▸ What is expected: Please rescale the bounding box coordinates in the records below. Copy out every line from the start of the records through the line containing "[82,160,158,167]", requests included, and multiply each coordinate by 0.85, rounding to whole numbers with halves rounded up.

▸ Data to process:

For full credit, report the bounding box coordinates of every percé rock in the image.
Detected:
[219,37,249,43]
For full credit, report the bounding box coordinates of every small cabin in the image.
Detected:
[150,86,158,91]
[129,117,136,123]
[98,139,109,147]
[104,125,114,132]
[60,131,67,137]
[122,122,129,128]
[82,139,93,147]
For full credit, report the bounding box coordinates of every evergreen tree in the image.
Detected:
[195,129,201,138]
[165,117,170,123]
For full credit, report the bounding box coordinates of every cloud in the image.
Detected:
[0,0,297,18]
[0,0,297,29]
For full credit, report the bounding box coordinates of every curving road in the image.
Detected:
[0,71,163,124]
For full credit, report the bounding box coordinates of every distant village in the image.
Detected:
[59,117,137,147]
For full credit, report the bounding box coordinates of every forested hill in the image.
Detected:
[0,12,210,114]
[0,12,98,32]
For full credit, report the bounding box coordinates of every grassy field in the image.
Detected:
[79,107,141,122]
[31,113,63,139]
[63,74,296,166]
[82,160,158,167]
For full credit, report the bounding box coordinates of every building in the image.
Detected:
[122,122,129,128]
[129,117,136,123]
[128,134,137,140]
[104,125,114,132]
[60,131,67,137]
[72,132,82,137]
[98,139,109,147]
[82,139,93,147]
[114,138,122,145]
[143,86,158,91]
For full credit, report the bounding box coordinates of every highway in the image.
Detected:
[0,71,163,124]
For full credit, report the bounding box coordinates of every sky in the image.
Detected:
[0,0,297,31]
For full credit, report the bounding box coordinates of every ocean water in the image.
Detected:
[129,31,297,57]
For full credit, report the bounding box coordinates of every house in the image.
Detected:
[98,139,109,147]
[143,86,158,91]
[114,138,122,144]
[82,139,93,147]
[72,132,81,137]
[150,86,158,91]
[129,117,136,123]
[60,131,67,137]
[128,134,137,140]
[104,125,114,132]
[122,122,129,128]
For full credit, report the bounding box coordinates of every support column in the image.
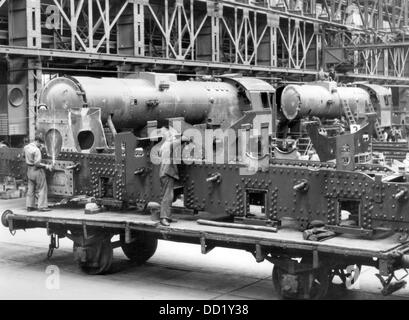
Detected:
[117,0,149,56]
[8,0,41,48]
[27,59,43,140]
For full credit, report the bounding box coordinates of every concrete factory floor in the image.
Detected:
[0,199,409,300]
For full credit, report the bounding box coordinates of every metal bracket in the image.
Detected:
[255,243,266,263]
[200,237,216,254]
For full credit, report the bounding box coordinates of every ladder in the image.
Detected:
[342,99,356,125]
[365,103,384,141]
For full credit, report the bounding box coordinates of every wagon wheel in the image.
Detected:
[74,240,113,275]
[120,232,158,265]
[272,266,330,300]
[330,264,362,289]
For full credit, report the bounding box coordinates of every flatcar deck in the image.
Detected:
[4,208,409,258]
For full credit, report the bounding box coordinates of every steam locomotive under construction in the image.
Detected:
[0,73,409,299]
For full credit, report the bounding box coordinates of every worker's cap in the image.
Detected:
[34,135,44,143]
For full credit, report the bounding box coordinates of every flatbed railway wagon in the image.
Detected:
[2,202,409,299]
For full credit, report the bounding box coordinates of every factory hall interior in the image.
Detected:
[0,0,409,302]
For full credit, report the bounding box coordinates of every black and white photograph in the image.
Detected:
[0,0,409,308]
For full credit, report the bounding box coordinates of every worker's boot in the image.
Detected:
[160,218,170,227]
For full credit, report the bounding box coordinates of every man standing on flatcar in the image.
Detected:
[159,128,180,226]
[24,136,53,211]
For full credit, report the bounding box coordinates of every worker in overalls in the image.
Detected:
[159,128,180,226]
[24,136,53,211]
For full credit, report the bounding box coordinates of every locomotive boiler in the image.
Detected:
[277,81,392,140]
[38,73,274,156]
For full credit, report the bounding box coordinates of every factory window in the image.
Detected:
[260,92,273,109]
[78,130,95,150]
[338,199,361,228]
[246,189,267,219]
[99,177,114,198]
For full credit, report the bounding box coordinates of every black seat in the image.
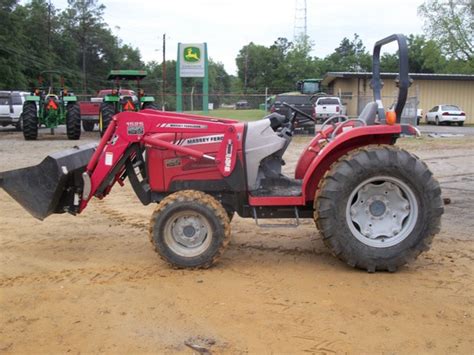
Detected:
[359,101,378,126]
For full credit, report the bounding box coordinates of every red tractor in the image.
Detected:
[0,35,443,272]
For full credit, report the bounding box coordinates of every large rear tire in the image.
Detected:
[99,102,115,137]
[66,102,81,140]
[314,145,443,272]
[150,190,230,269]
[20,101,38,141]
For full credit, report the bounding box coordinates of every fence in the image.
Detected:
[78,92,418,124]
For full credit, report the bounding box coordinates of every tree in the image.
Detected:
[418,0,474,62]
[325,33,371,72]
[63,0,105,92]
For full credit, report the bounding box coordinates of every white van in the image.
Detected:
[0,91,29,130]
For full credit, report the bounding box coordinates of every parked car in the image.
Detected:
[314,96,346,121]
[235,100,250,110]
[416,108,423,126]
[270,94,315,134]
[0,91,29,131]
[79,89,138,132]
[426,105,466,126]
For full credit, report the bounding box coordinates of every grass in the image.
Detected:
[185,109,268,121]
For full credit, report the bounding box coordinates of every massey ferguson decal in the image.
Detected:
[165,158,181,168]
[127,122,145,136]
[156,123,207,129]
[224,139,234,173]
[178,134,224,145]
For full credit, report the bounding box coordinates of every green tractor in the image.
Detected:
[99,70,159,136]
[21,70,81,140]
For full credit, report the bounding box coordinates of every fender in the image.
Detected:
[296,125,402,204]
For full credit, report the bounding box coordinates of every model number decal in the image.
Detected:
[105,152,114,166]
[224,139,233,173]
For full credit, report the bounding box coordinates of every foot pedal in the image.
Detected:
[252,207,300,228]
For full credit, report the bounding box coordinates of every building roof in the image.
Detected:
[322,72,474,86]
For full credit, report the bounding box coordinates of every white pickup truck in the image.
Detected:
[314,96,346,122]
[0,91,29,131]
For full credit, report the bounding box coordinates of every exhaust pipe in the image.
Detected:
[0,143,97,220]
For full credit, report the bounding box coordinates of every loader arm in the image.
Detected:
[0,110,242,220]
[77,110,238,213]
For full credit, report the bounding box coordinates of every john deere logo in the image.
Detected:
[184,47,201,63]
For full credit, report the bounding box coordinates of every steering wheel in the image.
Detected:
[281,102,316,124]
[309,92,328,102]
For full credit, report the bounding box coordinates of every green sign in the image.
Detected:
[176,43,209,113]
[183,47,201,63]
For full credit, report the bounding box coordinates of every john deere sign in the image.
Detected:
[184,47,201,63]
[176,43,209,112]
[178,43,206,78]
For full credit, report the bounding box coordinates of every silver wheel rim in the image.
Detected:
[164,211,212,258]
[346,176,418,248]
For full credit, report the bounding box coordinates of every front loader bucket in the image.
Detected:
[0,143,96,220]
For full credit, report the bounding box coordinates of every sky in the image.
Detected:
[48,0,423,75]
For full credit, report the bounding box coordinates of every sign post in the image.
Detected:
[176,43,209,113]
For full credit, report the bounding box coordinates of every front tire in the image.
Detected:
[150,190,230,269]
[66,102,81,140]
[314,145,443,272]
[99,102,115,137]
[20,101,38,141]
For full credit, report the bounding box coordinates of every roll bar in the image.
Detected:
[371,34,410,123]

▸ Full solution:
For full credit, report the bounding box coordinates of every percé rock in the image.
Detected:
[186,31,212,37]
For full credit, report the bounding box coordinates of every small cabin in the image.
Detected:
[128,73,134,77]
[110,99,116,105]
[83,118,93,125]
[88,106,97,112]
[51,111,57,116]
[104,104,110,109]
[70,118,79,125]
For full credit, report the bounding box coordinates of every evergreen tree in the image.
Detected:
[166,110,171,117]
[140,99,145,105]
For full credit, report the bounding box coordinates of every cloud in the image.
Detected:
[0,0,252,15]
[0,0,252,25]
For full credit, report the bounding box coordinates of every curving road in the image.
Detected:
[0,60,139,105]
For full credit, report the bounding box coordinates of every distant village in the image.
Detected:
[50,99,116,125]
For full credit, report the bounding box coordinates of every forested hill in the image.
Detected:
[0,10,179,97]
[0,10,83,27]
For full credit, report the bounding box coordinates of every grassy field in the image.
Detected:
[67,91,120,104]
[26,96,54,118]
[54,63,252,141]
[70,136,134,142]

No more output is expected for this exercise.